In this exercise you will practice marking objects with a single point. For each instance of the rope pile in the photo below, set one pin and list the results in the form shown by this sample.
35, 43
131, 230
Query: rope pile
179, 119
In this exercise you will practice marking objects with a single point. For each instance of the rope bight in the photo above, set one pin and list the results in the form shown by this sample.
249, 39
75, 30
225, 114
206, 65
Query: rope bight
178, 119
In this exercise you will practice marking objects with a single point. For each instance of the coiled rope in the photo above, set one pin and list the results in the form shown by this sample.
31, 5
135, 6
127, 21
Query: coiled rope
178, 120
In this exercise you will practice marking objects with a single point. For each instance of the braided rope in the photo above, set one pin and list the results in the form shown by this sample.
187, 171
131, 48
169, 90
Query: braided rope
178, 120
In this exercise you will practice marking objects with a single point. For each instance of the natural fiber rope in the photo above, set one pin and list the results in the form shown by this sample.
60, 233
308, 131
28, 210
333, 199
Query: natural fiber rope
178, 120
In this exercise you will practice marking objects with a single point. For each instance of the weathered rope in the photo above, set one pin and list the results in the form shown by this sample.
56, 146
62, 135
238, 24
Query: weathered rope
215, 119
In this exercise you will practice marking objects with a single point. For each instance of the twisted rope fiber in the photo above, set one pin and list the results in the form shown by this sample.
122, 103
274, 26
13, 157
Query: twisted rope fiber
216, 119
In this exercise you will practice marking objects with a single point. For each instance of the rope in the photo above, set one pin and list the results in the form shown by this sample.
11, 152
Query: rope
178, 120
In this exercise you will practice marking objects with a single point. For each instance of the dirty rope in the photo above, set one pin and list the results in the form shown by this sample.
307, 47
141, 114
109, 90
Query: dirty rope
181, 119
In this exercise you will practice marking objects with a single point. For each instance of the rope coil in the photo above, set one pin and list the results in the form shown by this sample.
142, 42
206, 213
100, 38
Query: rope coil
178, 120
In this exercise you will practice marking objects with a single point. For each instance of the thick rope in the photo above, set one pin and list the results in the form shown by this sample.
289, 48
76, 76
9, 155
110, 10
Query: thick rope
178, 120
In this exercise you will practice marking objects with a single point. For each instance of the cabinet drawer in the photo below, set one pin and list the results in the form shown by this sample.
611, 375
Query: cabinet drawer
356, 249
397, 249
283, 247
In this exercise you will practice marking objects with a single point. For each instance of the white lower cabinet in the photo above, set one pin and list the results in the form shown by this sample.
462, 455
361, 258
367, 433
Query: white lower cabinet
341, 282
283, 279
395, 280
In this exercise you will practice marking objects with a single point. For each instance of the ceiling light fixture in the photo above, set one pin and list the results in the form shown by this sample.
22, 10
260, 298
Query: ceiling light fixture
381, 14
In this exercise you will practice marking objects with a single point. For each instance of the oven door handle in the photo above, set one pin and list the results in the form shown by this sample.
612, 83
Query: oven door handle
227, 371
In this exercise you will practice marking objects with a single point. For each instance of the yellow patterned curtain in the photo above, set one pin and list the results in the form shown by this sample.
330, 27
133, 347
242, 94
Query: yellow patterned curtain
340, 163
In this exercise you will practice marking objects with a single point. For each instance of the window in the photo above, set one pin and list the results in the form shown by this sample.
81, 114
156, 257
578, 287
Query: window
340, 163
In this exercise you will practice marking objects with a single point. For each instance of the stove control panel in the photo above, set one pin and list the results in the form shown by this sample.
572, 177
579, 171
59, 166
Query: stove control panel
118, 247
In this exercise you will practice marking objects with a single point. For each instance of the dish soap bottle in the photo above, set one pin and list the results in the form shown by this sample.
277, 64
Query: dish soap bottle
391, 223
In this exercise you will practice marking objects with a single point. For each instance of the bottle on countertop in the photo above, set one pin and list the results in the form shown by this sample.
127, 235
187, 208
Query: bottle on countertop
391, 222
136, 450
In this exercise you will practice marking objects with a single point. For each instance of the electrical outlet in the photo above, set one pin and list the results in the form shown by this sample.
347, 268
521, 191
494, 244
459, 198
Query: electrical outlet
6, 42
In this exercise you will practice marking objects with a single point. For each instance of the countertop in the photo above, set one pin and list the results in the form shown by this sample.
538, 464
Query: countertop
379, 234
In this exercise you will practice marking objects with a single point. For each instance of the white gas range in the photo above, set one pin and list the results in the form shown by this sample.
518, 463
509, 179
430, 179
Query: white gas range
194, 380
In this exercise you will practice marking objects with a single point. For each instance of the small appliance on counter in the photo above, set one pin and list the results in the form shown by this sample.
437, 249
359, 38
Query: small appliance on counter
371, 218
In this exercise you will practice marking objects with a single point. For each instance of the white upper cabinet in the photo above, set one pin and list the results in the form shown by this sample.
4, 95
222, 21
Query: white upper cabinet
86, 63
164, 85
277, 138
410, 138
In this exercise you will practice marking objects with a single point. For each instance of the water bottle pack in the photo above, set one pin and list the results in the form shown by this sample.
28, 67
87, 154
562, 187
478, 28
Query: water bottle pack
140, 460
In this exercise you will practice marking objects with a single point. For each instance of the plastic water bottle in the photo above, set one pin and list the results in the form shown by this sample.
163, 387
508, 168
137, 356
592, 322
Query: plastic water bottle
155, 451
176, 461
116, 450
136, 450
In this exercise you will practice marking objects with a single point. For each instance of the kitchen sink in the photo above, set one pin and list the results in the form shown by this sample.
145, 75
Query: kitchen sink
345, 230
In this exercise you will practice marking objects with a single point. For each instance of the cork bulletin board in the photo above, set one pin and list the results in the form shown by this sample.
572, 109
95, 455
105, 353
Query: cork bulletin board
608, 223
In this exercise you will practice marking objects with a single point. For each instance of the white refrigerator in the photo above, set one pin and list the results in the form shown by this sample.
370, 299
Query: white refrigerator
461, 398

◆ ◆ ◆

- **Exercise description**: Reproduce exactly the line that holds "of the water", then every line after it, ending with the final line of the records above.

- **Written response**:
In this exercise you will practice marking objects with a single point. For each instance of the water bottle pack in the photo above, set one pin and list the results in the form shown by this sample.
28, 67
87, 154
562, 187
478, 28
Query: water bottle pack
140, 460
In this exercise you will practice marking objects with a single point. For each instance of the plastic water bottle in the photo above, set one pin and list the results in the form shown by this sample.
163, 387
508, 168
137, 356
592, 322
Query: plastic water bottle
155, 451
176, 461
116, 450
136, 450
In this exercise you will practice marking objects with a single point. For each instance of the kitchen sink in the photo above, set one pin and list the results in the form shown by this sample.
145, 75
Query: kitchen sink
345, 230
In this exercise you will practice marking objects with a single point. For each instance of the cork bulletin board in the photo above, set one pin and list the results in the form shown by this sample.
572, 109
95, 455
105, 353
Query: cork bulletin board
608, 223
In this exercise you will practice marking objects with a single point. For each instance of the white refrigerator in the photo above, set one pin and list the results in the form shown by this sample.
370, 299
Query: white refrigerator
461, 398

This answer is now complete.